EXERCISE GOAL:
Write out the data below exactly, from its first line to the line containing "Guideline: for every instance of the white kitchen", that line included.

DATA EXTRACTS:
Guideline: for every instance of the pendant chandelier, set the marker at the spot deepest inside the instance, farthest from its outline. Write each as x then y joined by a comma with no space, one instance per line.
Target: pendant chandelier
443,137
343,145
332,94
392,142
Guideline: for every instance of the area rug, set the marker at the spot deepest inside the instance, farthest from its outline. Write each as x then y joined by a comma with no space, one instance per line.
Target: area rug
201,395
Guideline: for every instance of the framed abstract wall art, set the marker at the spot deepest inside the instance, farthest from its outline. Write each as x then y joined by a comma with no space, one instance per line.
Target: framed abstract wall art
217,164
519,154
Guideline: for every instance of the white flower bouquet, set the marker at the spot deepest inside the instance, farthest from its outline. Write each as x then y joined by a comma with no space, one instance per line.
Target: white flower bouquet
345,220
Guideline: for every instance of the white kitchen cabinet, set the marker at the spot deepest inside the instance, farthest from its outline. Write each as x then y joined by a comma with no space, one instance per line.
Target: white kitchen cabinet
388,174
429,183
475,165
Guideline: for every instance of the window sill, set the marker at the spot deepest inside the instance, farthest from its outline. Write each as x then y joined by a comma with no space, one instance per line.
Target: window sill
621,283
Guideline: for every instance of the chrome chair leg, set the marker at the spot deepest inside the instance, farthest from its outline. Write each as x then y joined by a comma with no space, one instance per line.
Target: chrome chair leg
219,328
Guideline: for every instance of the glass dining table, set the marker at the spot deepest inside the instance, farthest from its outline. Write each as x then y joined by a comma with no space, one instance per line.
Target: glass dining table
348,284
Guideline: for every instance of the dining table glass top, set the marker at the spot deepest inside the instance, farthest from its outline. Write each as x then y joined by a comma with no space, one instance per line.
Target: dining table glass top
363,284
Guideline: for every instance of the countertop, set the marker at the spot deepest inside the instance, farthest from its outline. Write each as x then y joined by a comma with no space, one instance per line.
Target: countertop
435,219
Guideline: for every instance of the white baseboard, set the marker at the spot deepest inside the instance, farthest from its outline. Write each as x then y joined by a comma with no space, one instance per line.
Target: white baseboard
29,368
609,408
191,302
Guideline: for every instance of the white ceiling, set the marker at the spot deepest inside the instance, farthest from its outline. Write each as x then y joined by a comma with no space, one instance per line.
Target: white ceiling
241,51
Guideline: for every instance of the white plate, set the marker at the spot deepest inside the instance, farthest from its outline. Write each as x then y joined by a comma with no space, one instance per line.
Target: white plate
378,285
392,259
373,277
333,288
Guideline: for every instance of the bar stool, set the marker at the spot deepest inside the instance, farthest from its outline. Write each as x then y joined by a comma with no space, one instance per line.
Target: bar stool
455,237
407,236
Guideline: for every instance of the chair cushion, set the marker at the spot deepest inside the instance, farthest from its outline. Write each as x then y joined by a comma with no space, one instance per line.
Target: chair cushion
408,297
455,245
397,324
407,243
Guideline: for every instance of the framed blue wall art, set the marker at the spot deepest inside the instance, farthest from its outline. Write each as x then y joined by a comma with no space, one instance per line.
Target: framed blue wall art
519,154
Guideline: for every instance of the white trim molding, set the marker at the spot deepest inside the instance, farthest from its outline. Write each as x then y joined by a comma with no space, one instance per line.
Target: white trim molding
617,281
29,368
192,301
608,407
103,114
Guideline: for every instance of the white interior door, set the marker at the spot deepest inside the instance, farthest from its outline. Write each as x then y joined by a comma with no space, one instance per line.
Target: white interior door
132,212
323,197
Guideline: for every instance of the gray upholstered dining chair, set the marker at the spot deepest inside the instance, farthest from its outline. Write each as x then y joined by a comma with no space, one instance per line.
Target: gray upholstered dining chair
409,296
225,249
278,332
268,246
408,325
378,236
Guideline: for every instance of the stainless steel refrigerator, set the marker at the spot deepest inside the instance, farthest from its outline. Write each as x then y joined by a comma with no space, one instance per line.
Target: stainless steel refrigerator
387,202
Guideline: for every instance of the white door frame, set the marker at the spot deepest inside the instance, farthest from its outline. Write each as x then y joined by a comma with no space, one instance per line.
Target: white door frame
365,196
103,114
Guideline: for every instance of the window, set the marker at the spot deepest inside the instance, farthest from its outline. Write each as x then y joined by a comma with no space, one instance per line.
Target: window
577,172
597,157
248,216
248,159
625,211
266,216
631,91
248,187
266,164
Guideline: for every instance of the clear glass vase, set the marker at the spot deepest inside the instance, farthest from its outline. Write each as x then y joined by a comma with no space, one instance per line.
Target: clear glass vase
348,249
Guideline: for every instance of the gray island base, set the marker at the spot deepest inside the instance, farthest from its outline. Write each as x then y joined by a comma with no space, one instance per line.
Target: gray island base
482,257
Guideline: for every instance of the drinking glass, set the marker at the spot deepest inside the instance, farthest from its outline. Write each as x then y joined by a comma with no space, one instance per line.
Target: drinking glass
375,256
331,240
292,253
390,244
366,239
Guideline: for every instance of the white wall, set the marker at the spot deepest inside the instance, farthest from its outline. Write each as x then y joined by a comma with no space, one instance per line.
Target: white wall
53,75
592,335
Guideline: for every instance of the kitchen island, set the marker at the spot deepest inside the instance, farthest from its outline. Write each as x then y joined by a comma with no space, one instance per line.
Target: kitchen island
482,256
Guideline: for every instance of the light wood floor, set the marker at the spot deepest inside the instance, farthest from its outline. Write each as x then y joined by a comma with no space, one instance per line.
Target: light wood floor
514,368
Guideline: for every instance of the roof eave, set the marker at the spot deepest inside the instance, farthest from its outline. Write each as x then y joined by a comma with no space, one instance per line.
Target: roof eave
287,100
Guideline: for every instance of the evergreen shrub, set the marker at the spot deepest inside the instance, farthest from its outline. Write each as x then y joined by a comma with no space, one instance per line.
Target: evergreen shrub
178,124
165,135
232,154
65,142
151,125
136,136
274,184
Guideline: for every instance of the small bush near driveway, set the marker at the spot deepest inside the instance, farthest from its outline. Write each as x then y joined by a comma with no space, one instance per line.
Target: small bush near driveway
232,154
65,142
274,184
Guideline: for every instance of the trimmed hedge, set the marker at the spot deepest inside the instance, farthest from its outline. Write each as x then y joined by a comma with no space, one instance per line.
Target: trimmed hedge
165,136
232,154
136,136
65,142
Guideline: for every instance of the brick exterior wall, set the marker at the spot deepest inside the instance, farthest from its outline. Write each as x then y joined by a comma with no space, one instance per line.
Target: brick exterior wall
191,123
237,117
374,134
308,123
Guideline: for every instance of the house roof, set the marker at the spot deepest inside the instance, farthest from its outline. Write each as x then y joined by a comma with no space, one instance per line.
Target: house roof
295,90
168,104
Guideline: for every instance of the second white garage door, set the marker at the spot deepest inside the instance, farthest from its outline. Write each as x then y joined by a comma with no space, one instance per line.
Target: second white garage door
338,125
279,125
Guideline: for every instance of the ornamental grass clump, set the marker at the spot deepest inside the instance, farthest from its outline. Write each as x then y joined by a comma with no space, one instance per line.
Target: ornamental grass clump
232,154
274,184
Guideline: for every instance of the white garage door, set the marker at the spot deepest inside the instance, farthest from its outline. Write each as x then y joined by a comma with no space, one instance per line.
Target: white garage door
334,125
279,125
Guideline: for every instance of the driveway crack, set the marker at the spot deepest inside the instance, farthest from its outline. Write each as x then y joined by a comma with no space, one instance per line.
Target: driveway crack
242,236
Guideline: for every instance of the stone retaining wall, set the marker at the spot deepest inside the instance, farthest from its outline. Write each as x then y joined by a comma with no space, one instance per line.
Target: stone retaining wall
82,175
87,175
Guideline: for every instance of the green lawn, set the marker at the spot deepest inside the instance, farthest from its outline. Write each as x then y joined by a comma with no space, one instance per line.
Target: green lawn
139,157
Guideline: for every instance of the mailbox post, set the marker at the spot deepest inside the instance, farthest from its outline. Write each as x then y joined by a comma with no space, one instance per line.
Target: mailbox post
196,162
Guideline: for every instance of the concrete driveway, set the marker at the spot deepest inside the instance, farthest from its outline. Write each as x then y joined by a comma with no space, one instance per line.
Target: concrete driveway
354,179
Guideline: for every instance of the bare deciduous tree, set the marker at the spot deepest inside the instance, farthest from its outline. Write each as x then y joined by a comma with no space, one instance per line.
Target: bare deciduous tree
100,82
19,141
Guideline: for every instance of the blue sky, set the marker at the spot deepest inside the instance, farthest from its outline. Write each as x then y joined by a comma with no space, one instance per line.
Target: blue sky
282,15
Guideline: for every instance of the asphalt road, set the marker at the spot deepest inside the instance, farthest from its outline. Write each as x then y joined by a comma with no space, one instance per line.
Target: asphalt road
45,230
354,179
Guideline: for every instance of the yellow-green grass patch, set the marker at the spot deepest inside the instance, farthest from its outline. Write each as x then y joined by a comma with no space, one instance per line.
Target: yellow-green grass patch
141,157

TASK RESPONSE:
Guideline: for every instance of the pendant chandelier, set the marker at the spot deepest inside the instance, farthest from its outline. Write each as x then y joined by a comma with no space, one instance per line.
Target: pendant chandelier
443,137
343,145
332,94
392,142
Guideline: for every instance of the area rug, set the marker at the spot deepest inside the instance, farthest from its outline. Write each as x then y joined by a comma with no space, one instance per line.
Target: area rug
201,395
Guideline: for every instance of the framed abstract wall art, set the marker at the spot deepest inside the instance, farthest from its outline. Write each as x then y joined by a comma with no space, one instance per line.
Target: framed abstract wall art
217,164
519,154
Guideline: for every instance of the white flower bouquet, set the marker at the spot deepest inside the instance, farthest from its outline. Write each as x then y joined by a comma with no space, one instance per line.
Target: white flower bouquet
345,220
Guideline: for every instance of the white kitchen cabinet, set the marker at the spot deepest inside the instance, farthest from its outline. Write each as x then y joined by a comma with no space, one instance per line.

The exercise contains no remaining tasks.